SUPPLIED INFORMATION:
====================

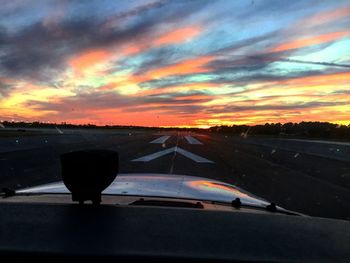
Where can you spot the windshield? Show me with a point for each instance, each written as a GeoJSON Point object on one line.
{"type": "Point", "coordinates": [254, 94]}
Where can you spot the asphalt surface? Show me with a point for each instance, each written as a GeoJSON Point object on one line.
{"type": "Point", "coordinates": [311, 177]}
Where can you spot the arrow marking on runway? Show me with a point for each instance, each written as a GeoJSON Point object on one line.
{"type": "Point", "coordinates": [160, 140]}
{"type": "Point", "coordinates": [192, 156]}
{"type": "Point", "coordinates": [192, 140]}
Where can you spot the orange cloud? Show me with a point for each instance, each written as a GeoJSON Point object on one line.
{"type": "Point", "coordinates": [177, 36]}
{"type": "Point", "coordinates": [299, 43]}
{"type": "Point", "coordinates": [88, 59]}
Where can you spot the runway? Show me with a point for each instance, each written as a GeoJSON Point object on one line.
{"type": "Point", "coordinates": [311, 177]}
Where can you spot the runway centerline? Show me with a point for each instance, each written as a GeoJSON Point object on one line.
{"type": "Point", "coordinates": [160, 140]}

====================

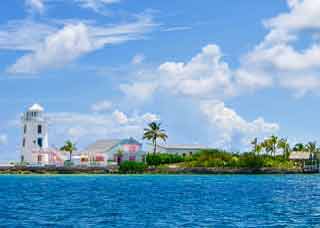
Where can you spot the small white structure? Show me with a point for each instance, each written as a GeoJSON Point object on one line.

====================

PROBLEM DETAILS: Give only the number of lines in the records above that contain the string "runway", treating uppercase and lowercase letters as different.

SOLUTION TO THIS PROBLEM: 3